Question orale n° 1587 :
grande distribution

14e Législature

Question de : M. Laurent Furst
Bas-Rhin (6e circonscription) - Les Républicains

M. Laurent Furst appelle l'attention de M. le ministre de l'agriculture, de l'agroalimentaire et de la forêt, porte-parole du Gouvernement, sur la difficulté que connaissent les industriels dans leurs relations avec les centrales d'achat, tant ces dernières sont concentrées, et cela concerne la distribution généraliste ou spécialisée. La pression considérable mise sur les fournisseurs pour la baisse des prix est telle qu'il en résulte un véritable épuisement économique pour ces PME, ETI, parfois groupes familiaux. Or pour les entreprises dont le prix des matières premières représente la plus grande part du coût de production et dont ce prix peut fluctuer de manière très importante, la rigidité des prix de vote peut mettre en péril en quelques semaines la survie d'entreprises. Aussi, il souhaite savoir si le Gouvernement entend modifier la réglementation qui régit les négociations entre distributeurs et fournisseurs.

- - -

ÉNONCÉ DU PROBLÈME 1: Relevez, dans les entrées ci-dessous, chaque ligne où figure la chaîne « stone ».

- - -

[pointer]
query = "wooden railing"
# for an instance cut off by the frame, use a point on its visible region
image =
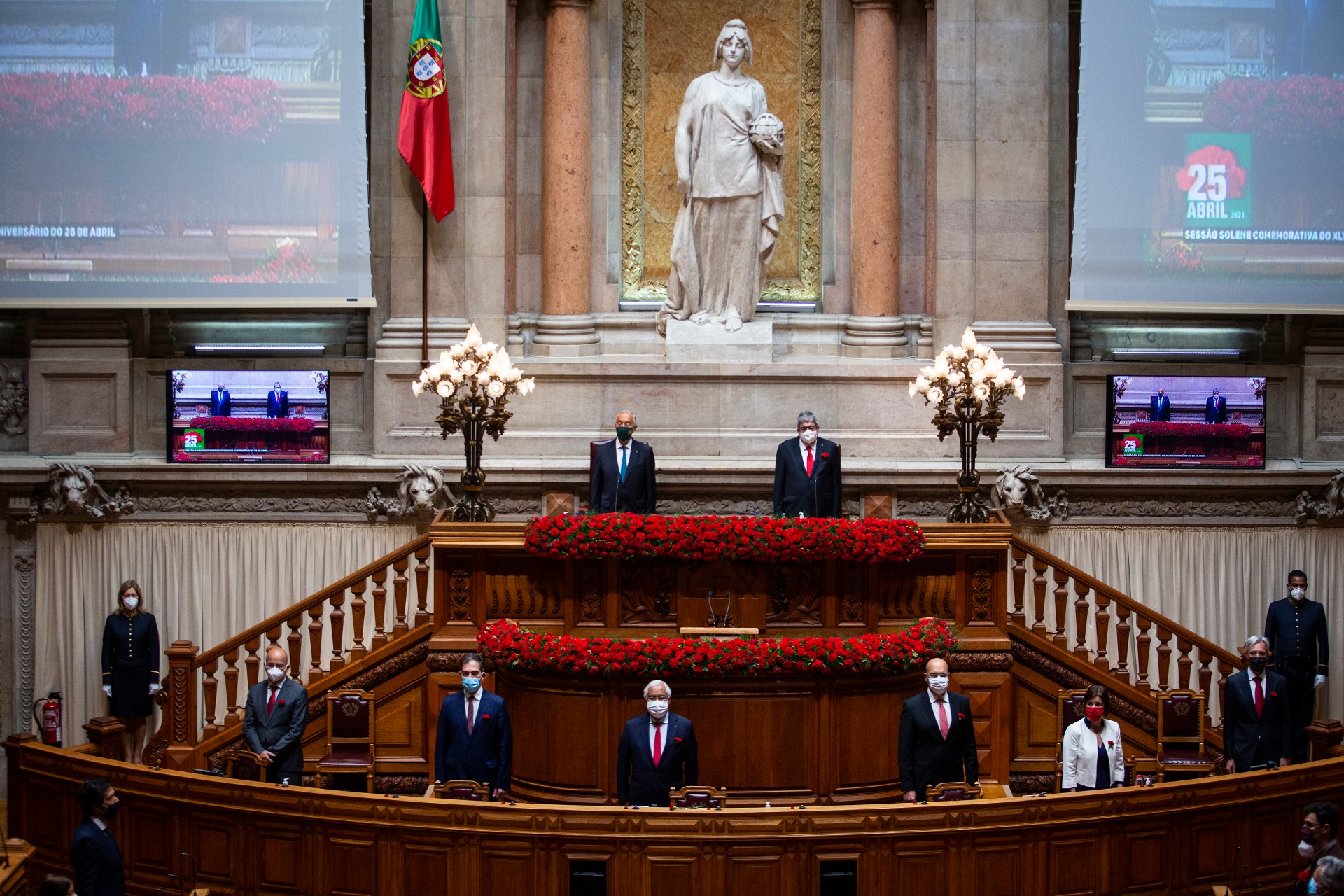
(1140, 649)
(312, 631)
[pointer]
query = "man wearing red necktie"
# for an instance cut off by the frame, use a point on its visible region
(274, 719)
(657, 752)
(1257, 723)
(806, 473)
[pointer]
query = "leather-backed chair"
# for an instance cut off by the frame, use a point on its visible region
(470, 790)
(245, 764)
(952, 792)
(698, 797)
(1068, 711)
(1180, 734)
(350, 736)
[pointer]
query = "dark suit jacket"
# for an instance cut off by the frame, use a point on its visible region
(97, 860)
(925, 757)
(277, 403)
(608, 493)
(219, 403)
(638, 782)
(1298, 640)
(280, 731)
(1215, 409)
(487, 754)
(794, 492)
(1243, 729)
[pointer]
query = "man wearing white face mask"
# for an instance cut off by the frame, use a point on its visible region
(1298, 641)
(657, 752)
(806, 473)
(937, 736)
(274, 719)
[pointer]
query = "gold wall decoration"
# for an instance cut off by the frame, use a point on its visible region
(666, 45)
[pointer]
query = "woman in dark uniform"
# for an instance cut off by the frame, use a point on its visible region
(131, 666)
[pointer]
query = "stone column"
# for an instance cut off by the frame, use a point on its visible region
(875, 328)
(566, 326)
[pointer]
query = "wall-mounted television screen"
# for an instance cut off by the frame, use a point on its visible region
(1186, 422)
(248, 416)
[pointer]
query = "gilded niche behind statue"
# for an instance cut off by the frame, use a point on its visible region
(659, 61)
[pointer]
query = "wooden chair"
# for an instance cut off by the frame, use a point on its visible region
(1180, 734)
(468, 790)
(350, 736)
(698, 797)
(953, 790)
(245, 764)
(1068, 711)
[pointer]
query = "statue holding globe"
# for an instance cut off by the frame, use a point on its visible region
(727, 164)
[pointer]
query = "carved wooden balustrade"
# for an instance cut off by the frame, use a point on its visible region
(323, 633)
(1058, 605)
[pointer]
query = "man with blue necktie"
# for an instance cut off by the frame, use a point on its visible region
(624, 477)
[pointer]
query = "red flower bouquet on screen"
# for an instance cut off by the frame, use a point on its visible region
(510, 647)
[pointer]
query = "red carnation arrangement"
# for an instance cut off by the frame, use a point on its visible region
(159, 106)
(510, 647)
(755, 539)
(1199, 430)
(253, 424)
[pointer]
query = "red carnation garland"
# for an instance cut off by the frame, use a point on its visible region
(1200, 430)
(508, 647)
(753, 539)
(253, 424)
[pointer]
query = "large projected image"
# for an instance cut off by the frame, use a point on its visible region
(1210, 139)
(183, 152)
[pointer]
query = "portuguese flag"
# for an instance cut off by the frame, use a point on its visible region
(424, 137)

- - -

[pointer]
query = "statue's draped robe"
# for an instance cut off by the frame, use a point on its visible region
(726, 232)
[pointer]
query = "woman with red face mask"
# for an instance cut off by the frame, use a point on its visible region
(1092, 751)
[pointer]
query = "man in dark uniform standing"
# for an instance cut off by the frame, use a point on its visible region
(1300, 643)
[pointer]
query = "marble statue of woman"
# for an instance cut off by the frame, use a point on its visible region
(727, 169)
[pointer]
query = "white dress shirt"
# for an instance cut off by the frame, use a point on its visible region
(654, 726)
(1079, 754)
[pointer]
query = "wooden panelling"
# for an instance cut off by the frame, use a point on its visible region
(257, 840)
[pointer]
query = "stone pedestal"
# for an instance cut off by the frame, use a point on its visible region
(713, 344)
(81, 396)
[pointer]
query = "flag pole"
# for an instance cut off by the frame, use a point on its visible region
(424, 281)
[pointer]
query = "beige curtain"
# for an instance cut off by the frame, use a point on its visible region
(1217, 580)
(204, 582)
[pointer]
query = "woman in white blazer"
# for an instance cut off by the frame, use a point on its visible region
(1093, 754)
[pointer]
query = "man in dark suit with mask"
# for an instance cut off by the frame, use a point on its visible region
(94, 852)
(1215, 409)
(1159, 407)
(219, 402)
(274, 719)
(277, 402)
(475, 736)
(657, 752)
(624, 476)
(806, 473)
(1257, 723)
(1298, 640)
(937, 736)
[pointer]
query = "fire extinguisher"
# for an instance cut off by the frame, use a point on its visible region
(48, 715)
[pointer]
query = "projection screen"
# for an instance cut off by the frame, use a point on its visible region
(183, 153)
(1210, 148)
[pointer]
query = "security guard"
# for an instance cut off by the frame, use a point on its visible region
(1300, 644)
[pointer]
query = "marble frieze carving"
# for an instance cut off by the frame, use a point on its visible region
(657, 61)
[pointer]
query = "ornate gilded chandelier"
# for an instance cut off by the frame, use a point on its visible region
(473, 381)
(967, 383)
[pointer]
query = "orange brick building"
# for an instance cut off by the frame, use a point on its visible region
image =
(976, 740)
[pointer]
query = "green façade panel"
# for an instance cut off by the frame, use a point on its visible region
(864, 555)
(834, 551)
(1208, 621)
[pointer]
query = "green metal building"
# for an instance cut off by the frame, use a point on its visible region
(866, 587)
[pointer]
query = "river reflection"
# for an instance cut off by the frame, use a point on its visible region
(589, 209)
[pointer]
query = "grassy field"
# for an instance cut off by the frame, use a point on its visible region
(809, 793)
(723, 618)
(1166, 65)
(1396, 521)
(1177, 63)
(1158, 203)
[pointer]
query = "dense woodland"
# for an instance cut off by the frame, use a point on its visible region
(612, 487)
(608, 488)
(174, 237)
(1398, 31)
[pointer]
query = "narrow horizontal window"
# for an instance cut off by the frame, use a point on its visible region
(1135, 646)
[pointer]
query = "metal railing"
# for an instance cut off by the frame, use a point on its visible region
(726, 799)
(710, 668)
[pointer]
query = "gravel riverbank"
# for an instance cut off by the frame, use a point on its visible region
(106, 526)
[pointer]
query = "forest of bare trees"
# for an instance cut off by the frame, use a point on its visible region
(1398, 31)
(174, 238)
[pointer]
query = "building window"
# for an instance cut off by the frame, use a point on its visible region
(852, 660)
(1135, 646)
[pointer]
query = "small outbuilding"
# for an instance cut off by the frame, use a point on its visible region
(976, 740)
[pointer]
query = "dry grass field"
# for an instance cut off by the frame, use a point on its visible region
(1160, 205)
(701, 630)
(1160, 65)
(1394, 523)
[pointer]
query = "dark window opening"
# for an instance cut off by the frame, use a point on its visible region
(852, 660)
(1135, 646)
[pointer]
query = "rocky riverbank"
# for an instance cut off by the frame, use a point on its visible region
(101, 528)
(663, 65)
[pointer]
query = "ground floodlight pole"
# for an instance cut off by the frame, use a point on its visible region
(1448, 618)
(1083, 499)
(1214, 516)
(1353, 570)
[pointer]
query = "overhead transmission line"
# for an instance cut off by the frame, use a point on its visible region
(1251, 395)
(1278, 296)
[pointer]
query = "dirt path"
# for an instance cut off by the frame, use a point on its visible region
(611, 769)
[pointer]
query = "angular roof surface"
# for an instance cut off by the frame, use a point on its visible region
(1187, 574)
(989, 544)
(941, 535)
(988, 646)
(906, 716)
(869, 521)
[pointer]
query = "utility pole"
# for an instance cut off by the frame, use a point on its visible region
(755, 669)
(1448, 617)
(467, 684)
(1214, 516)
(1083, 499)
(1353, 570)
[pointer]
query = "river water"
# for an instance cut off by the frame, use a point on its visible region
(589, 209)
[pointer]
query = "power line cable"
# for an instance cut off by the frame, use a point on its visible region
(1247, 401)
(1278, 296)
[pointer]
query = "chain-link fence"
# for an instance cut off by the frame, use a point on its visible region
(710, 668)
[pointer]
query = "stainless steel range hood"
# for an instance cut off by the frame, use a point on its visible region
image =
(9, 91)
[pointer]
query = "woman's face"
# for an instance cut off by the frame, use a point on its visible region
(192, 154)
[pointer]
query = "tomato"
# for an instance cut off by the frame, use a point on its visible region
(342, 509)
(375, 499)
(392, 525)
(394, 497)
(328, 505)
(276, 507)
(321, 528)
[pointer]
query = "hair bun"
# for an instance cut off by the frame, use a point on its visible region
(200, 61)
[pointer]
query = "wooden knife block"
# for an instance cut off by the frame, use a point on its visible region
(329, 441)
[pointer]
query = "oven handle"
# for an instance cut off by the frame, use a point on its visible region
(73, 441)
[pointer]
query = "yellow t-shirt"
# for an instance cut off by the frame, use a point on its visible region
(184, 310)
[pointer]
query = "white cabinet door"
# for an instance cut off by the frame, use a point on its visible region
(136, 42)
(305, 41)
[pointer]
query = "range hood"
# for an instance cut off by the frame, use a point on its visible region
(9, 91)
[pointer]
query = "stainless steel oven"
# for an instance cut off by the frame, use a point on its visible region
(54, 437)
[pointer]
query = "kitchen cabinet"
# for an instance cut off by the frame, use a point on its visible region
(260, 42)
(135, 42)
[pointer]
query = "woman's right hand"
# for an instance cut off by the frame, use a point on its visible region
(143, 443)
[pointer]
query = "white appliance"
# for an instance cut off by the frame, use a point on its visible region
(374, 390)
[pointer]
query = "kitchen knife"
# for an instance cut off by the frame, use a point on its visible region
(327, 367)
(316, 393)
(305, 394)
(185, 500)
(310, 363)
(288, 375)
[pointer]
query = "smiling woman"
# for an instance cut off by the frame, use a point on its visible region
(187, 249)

- - -

ÉNONCÉ DU PROBLÈME 2:
D'après la question orale ci-dessus, répondez brièvement :
(a) Quel député la pose, et pour quelle circonscription ?
(b) À quel ministre s'adresse-t-elle ?
(c) Sous quelle législature a-t-elle été déposée ?

RÉPONSE COMPLÈTE 1:
query = "stone column"
query = "stone pedestal"

RÉPONSE COMPLÈTE 2:
(a) M. Laurent Furst, Bas-Rhin (6e circonscription).
(b) Au ministre de l'agriculture, de l'agroalimentaire et de la forêt, porte-parole du Gouvernement.
(c) La 14e Législature.